• **Supplied data**:
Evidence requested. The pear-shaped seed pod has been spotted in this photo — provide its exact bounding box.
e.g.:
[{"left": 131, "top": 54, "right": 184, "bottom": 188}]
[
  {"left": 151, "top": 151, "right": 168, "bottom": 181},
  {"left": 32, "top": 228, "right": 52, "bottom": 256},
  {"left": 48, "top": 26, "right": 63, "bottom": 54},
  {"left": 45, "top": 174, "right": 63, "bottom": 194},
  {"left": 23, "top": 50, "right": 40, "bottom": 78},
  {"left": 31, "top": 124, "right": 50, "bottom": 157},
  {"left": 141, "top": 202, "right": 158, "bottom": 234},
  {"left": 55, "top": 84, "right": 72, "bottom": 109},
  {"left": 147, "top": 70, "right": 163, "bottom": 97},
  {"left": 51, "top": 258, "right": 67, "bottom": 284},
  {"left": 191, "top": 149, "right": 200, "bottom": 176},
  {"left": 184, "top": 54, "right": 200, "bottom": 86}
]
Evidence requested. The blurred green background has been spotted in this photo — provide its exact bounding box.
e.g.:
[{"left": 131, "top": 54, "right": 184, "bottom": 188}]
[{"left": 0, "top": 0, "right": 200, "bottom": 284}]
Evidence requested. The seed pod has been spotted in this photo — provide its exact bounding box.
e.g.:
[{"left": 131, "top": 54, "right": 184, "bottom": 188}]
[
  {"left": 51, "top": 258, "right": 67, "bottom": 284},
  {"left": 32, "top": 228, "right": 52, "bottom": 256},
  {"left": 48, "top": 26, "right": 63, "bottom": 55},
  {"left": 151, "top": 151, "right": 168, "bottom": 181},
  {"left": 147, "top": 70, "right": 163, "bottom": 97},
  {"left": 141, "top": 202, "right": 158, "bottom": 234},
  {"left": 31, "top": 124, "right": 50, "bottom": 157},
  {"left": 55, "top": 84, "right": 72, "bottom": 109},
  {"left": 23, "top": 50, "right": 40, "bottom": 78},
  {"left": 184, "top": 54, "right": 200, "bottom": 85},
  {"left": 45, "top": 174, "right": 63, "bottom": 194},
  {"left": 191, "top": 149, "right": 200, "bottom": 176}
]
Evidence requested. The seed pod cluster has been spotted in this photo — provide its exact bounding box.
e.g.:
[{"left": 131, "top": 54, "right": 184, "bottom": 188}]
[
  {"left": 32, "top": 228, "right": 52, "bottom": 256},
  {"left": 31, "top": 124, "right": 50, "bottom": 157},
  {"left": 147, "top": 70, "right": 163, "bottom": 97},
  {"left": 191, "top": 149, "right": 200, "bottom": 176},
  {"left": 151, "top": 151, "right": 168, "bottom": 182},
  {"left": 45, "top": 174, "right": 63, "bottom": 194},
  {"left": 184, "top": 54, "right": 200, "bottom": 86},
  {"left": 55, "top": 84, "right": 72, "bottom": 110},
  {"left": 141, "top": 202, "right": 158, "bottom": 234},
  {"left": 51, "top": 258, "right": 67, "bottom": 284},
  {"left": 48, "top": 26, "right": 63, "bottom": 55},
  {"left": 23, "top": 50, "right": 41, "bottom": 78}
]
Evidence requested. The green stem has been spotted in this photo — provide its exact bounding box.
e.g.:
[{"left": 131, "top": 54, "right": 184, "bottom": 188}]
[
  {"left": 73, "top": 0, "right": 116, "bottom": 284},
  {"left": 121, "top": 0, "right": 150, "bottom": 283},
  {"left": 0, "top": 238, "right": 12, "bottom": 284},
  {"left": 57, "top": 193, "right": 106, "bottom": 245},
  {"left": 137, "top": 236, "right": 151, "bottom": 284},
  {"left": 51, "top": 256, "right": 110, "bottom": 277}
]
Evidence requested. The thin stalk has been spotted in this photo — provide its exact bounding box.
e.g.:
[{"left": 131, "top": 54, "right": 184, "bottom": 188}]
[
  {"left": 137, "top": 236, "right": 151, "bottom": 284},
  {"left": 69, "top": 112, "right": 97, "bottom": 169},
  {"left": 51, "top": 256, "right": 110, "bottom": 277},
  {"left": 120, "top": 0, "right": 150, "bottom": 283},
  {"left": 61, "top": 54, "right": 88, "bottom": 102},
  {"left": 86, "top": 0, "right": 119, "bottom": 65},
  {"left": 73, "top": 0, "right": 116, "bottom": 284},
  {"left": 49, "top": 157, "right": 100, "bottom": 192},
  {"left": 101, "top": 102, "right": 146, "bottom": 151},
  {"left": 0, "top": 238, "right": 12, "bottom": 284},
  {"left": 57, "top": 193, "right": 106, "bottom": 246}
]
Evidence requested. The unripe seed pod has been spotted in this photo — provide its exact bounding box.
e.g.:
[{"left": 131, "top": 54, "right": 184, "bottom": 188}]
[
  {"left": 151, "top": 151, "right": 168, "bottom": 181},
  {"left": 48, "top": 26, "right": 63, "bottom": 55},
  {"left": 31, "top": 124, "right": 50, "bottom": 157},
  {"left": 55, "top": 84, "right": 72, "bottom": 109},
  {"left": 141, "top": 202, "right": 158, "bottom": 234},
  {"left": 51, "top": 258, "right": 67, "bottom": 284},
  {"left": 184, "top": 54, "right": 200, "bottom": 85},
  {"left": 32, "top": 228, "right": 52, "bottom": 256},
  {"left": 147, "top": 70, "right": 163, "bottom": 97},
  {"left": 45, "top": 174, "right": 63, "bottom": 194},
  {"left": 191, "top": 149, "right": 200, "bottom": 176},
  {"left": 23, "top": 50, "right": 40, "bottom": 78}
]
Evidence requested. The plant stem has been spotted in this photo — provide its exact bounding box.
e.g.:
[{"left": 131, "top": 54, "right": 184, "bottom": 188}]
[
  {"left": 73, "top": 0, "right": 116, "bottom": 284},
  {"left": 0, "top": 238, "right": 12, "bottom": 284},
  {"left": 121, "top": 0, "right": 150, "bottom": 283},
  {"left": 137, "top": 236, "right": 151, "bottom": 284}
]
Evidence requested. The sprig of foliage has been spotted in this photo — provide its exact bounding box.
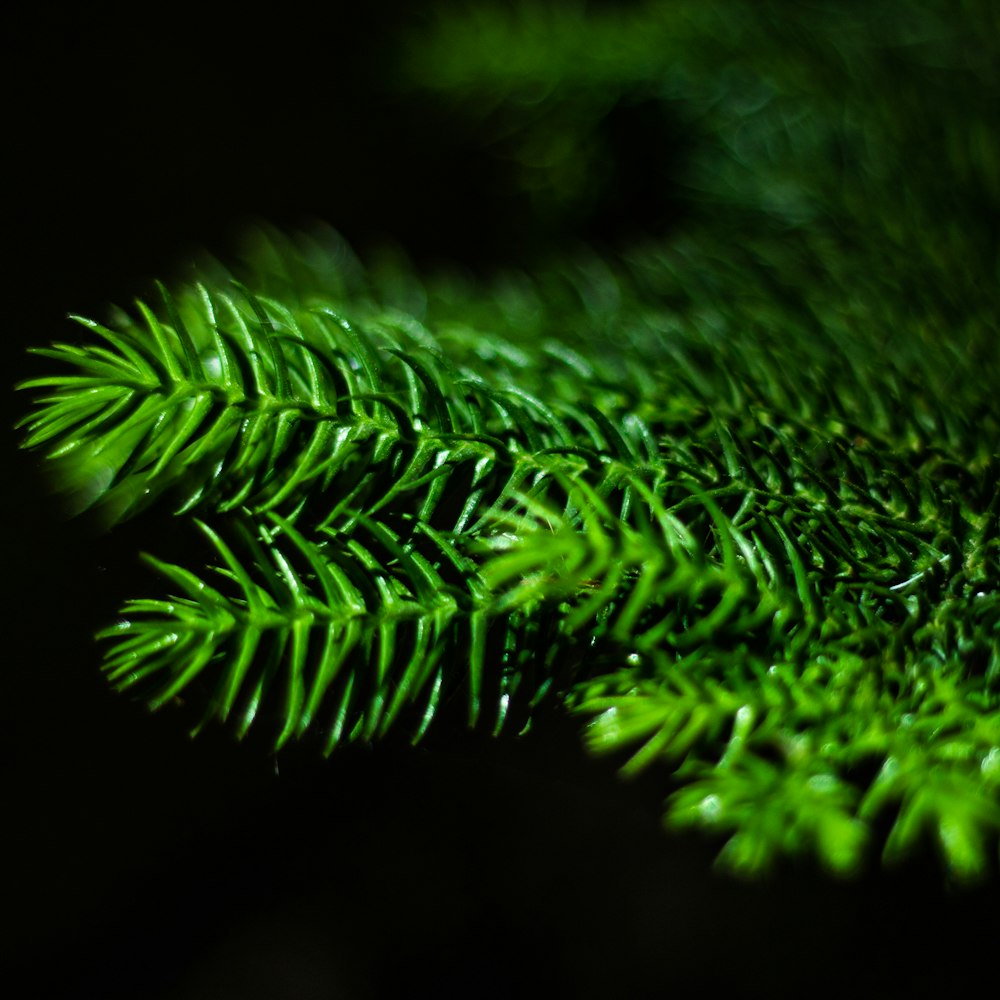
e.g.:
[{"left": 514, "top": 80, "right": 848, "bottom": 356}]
[{"left": 15, "top": 0, "right": 1000, "bottom": 880}]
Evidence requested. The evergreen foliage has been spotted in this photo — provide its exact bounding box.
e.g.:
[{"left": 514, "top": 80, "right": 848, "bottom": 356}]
[{"left": 17, "top": 0, "right": 1000, "bottom": 879}]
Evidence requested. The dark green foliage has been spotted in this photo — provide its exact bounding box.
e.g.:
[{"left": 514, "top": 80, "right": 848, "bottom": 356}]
[{"left": 17, "top": 2, "right": 1000, "bottom": 879}]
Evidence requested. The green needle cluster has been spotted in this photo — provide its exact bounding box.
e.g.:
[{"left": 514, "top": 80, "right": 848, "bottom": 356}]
[{"left": 17, "top": 0, "right": 1000, "bottom": 880}]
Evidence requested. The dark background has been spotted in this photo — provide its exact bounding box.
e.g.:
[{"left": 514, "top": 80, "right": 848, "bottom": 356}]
[{"left": 0, "top": 2, "right": 1000, "bottom": 1000}]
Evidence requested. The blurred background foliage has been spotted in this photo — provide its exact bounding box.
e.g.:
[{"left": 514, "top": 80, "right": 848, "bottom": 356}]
[{"left": 2, "top": 0, "right": 1000, "bottom": 997}]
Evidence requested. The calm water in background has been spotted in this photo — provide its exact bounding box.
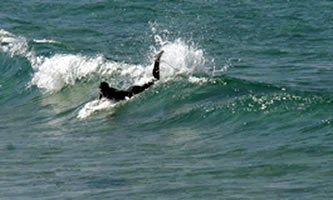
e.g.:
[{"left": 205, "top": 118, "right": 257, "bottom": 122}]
[{"left": 0, "top": 0, "right": 333, "bottom": 200}]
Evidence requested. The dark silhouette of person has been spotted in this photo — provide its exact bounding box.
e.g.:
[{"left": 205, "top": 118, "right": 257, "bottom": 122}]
[{"left": 99, "top": 51, "right": 164, "bottom": 101}]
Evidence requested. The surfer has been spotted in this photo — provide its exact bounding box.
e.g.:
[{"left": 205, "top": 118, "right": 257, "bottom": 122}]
[{"left": 99, "top": 51, "right": 164, "bottom": 101}]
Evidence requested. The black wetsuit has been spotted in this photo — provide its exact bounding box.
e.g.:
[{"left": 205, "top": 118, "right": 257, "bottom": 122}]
[{"left": 99, "top": 61, "right": 160, "bottom": 101}]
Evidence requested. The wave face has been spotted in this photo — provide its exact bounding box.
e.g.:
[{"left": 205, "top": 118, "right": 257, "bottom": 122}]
[{"left": 0, "top": 1, "right": 333, "bottom": 199}]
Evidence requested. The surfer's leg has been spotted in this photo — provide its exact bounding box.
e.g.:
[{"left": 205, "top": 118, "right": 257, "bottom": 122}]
[
  {"left": 153, "top": 51, "right": 164, "bottom": 80},
  {"left": 127, "top": 81, "right": 154, "bottom": 96}
]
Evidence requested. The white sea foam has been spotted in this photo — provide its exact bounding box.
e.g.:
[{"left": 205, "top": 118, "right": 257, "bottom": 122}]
[
  {"left": 77, "top": 99, "right": 116, "bottom": 119},
  {"left": 33, "top": 39, "right": 61, "bottom": 44},
  {"left": 0, "top": 30, "right": 210, "bottom": 119},
  {"left": 188, "top": 76, "right": 208, "bottom": 84}
]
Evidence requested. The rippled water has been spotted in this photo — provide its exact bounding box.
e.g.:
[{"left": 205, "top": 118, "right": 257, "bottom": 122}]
[{"left": 0, "top": 0, "right": 333, "bottom": 199}]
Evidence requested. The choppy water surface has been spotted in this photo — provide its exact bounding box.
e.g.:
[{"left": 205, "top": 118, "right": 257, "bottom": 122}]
[{"left": 0, "top": 0, "right": 333, "bottom": 199}]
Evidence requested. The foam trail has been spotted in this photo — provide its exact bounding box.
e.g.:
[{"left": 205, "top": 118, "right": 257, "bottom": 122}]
[
  {"left": 33, "top": 39, "right": 61, "bottom": 44},
  {"left": 77, "top": 99, "right": 116, "bottom": 119}
]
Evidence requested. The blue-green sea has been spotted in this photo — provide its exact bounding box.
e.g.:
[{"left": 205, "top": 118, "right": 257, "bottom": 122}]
[{"left": 0, "top": 0, "right": 333, "bottom": 200}]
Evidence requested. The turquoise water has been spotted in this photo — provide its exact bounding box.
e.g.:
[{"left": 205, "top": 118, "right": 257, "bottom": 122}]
[{"left": 0, "top": 0, "right": 333, "bottom": 200}]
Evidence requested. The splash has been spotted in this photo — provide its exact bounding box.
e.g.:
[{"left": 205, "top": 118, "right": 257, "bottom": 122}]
[
  {"left": 0, "top": 27, "right": 207, "bottom": 119},
  {"left": 77, "top": 99, "right": 116, "bottom": 119}
]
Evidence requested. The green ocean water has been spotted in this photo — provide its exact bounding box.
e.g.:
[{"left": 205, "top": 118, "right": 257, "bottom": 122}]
[{"left": 0, "top": 0, "right": 333, "bottom": 200}]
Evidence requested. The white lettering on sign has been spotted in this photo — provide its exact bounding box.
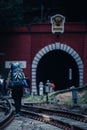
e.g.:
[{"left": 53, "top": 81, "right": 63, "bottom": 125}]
[{"left": 5, "top": 61, "right": 26, "bottom": 69}]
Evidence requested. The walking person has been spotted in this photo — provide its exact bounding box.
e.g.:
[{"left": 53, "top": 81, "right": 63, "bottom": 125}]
[{"left": 8, "top": 63, "right": 25, "bottom": 116}]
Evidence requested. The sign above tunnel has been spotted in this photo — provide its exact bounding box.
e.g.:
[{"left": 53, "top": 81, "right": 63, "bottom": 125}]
[{"left": 51, "top": 14, "right": 65, "bottom": 33}]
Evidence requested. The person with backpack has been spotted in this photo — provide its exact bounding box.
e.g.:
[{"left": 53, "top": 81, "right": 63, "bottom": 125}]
[{"left": 8, "top": 63, "right": 27, "bottom": 116}]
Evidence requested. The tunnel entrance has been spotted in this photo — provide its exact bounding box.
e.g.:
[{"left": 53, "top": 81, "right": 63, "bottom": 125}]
[{"left": 36, "top": 50, "right": 79, "bottom": 91}]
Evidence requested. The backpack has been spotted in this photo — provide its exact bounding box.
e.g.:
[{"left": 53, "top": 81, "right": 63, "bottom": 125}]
[{"left": 8, "top": 63, "right": 28, "bottom": 89}]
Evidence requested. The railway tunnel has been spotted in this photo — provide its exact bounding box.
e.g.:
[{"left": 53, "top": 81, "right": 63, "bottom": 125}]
[{"left": 36, "top": 50, "right": 79, "bottom": 91}]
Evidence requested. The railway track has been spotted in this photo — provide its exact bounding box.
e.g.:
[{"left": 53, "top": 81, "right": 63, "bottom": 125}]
[
  {"left": 22, "top": 105, "right": 87, "bottom": 130},
  {"left": 0, "top": 99, "right": 87, "bottom": 130}
]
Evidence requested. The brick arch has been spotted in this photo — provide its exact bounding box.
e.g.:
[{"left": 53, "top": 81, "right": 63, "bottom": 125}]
[{"left": 31, "top": 42, "right": 83, "bottom": 94}]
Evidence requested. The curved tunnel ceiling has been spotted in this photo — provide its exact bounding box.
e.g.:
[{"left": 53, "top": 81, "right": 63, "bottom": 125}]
[{"left": 36, "top": 50, "right": 79, "bottom": 90}]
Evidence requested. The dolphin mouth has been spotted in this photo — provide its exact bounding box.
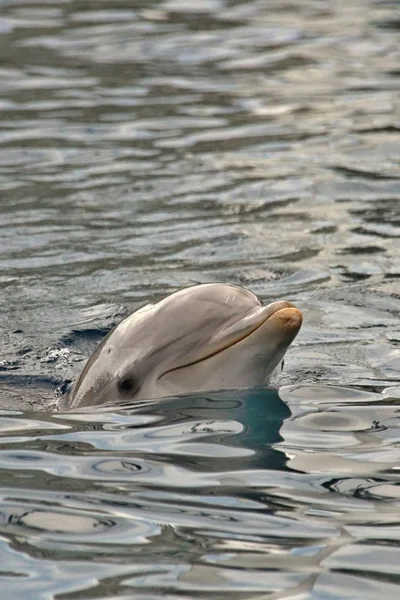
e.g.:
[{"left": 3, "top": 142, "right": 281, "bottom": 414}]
[{"left": 158, "top": 300, "right": 303, "bottom": 380}]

• **Exercise aim**: Reproduce the lines starting at the line that contains "Evidence requested. The backpack" and ending at the last of the lines, both included, leaving out the pictures.

• **Solution for this exercise**:
Evidence requested. The backpack has been spotted in this photo — provide its exact bounding box.
e.g.:
[{"left": 53, "top": 81, "right": 63, "bottom": 125}]
[{"left": 8, "top": 63, "right": 28, "bottom": 89}]
Evidence requested. The railway tunnel has been spotted in this photo — provide its exact bounding box.
e.g.:
[{"left": 53, "top": 81, "right": 63, "bottom": 125}]
[{"left": 36, "top": 50, "right": 79, "bottom": 91}]
Evidence requested. The railway track has been spotted in this photo — provide its exact bounding box.
e.g.:
[{"left": 53, "top": 81, "right": 63, "bottom": 125}]
[
  {"left": 22, "top": 105, "right": 87, "bottom": 130},
  {"left": 0, "top": 99, "right": 87, "bottom": 130}
]
Evidence requested. The brick arch has been spotted in this photo — provide its exact bounding box.
e.g.:
[{"left": 53, "top": 81, "right": 63, "bottom": 125}]
[{"left": 31, "top": 42, "right": 83, "bottom": 94}]
Evidence requested. The curved tunnel ceiling has been spotted in this photo — provide its exact bounding box.
e.g.:
[{"left": 53, "top": 81, "right": 63, "bottom": 125}]
[{"left": 36, "top": 50, "right": 79, "bottom": 90}]
Evidence requested. The dolphin mouth has been spotted in this photo — provide its exact bounding box.
e.g.:
[{"left": 3, "top": 142, "right": 281, "bottom": 414}]
[{"left": 158, "top": 300, "right": 303, "bottom": 380}]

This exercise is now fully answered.